**** Task material ****

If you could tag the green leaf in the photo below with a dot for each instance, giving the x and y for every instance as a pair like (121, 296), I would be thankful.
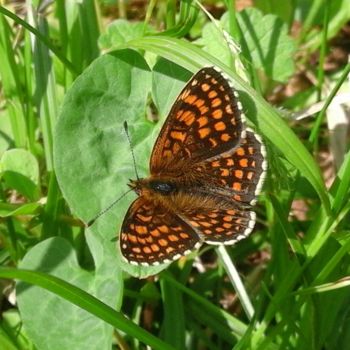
(168, 81)
(266, 43)
(11, 210)
(20, 170)
(92, 154)
(120, 31)
(39, 307)
(85, 301)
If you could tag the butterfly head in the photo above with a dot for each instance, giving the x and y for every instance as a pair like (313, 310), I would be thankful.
(153, 185)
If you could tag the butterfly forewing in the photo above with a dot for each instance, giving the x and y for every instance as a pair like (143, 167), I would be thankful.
(242, 171)
(205, 121)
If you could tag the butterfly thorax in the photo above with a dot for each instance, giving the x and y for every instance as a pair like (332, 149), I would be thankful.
(181, 194)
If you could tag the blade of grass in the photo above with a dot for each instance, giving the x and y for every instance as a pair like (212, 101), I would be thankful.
(41, 37)
(269, 122)
(85, 301)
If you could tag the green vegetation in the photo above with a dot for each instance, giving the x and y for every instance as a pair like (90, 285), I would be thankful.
(70, 75)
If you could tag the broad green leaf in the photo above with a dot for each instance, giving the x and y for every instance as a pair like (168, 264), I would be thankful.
(168, 80)
(25, 209)
(20, 170)
(92, 155)
(120, 31)
(49, 320)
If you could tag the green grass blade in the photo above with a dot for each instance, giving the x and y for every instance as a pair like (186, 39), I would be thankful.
(269, 122)
(86, 301)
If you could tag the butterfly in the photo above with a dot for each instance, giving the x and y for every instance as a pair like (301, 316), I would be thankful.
(206, 170)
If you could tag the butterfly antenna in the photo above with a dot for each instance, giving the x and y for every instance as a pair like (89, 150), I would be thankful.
(132, 151)
(91, 222)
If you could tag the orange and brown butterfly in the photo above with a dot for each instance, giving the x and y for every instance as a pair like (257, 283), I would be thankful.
(206, 169)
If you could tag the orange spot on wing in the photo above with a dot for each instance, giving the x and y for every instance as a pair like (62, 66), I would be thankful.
(132, 238)
(155, 233)
(212, 94)
(239, 174)
(205, 87)
(230, 162)
(213, 142)
(220, 126)
(163, 229)
(204, 132)
(240, 151)
(228, 109)
(188, 118)
(199, 103)
(190, 99)
(225, 172)
(178, 135)
(250, 175)
(225, 137)
(163, 242)
(203, 109)
(216, 102)
(237, 186)
(147, 250)
(243, 162)
(217, 114)
(202, 121)
(155, 247)
(141, 229)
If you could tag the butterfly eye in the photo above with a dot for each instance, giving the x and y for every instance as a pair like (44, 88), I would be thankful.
(163, 187)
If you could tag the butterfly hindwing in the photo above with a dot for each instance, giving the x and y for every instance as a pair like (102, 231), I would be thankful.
(151, 235)
(222, 226)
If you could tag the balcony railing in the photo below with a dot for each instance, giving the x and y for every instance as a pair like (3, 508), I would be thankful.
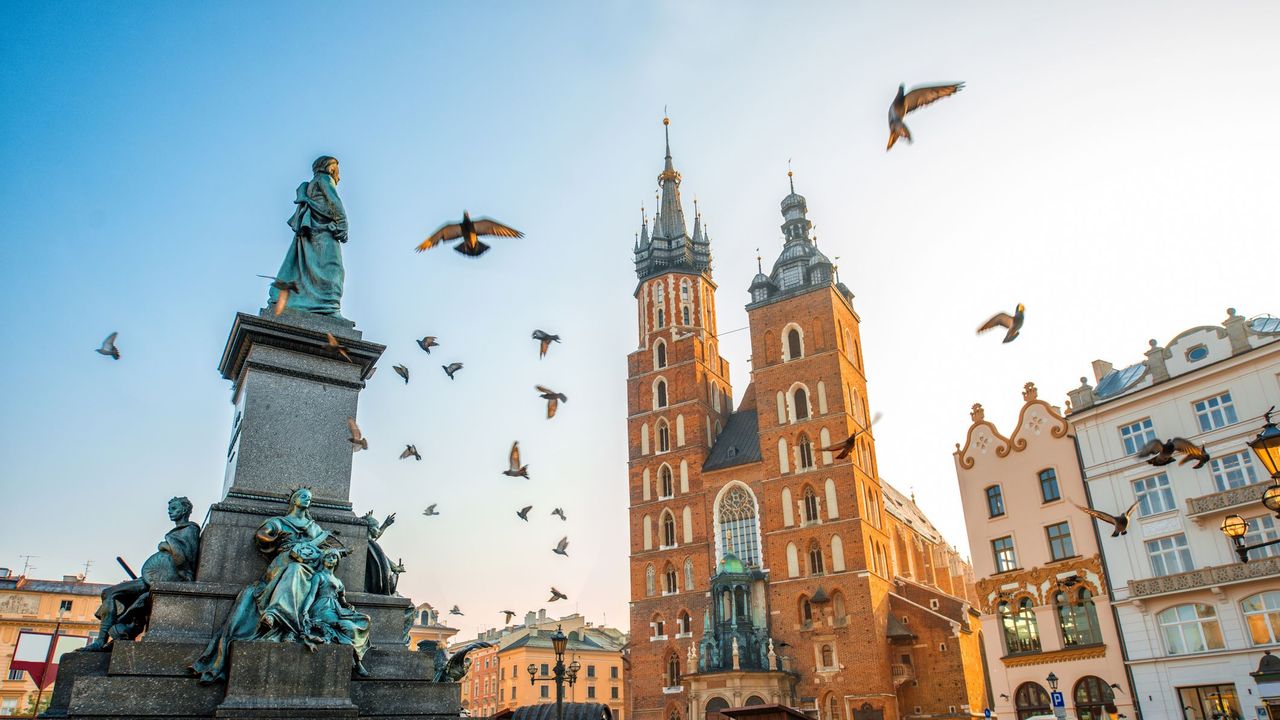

****

Task item: With the pictures removed, return all the entries exactly.

Task result:
If you could tag the green leaf in the photo below with a dot for each instance, giving the x and y for every instance as a pair like (121, 296), I would be thankful.
(168, 81)
(266, 43)
(11, 210)
(20, 170)
(92, 154)
(120, 31)
(39, 307)
(85, 301)
If you could tag the butterfly head in the photo above with a dot for each instance, giving the x and y for every instance as a pair like (313, 310), I would be thankful.
(153, 185)
If you could tag the butterfly forewing in the photo above with a dot for each instance, giving the x and y for every instance as a pair like (143, 167), I would be thankful.
(242, 171)
(205, 121)
If you could tag the butterfly thorax in the photo above with a dot for each instance, giving the x and y for every instance as a pair like (332, 149), I would be thankful.
(181, 194)
If you could tag the blade of grass in the photo above with a dot for each instance, giving the x and y for every instance as a pair like (212, 101), I would be thankful.
(41, 37)
(269, 122)
(85, 301)
If you could tag the green vegetation in the photo above with a dot for each instance, giving the x and y for every instance as a pair like (90, 285), I would be thankful.
(70, 75)
If you could tag the broad green leaf in the photo above with a dot for each instance, giving the x and y for every instance as a pair like (168, 264), I would be thankful.
(168, 80)
(25, 209)
(20, 170)
(92, 155)
(120, 31)
(49, 320)
If you could tag the green grass blade in the photo above with a dot for each instance, giving the x and y for every instance as a pair like (186, 39), I would be thankful.
(269, 122)
(86, 301)
If you could tag the butterfly in the photo above with a dot for each instance, giving the x and y for every instance as a pair like (301, 316), I would be thankful.
(206, 170)
If you could tag the butterfly antenna in the photo above with a dot for each instance, giving the x and y for every instance as a pair like (89, 150), I would be thankful.
(132, 151)
(91, 222)
If you could tag the orange and brown butterfly in the photo above with a dot for each instance, giving the x and y for every instance as a pair like (257, 283), I would be thankful.
(206, 169)
If you could tag the orange spot on wing in the photo above with a dot for each instance, giving the x and y for every instance as a pair like (62, 66), I would be thankful.
(132, 238)
(155, 233)
(212, 94)
(239, 174)
(205, 87)
(230, 162)
(213, 142)
(220, 126)
(163, 229)
(204, 132)
(240, 151)
(228, 109)
(188, 118)
(199, 103)
(190, 99)
(225, 172)
(178, 135)
(250, 175)
(225, 137)
(163, 242)
(203, 109)
(216, 102)
(237, 186)
(147, 250)
(243, 162)
(217, 114)
(202, 121)
(155, 247)
(141, 229)
If you could tag the butterfly eye in the photo above with a dot for each instance, giving the x and y for every instance as a pair like (44, 88), I would be thankful.
(163, 187)
If you could tag the butterfly hindwing in the photo above with a dot for each instance, giving the x and y for every instance as a pair like (102, 231), I would be thankful.
(151, 235)
(222, 226)
If you could tag the balcony railing in the photo below with a dot for each instance, giving the x and y for every instance as a pair like (3, 508), I would be thankful.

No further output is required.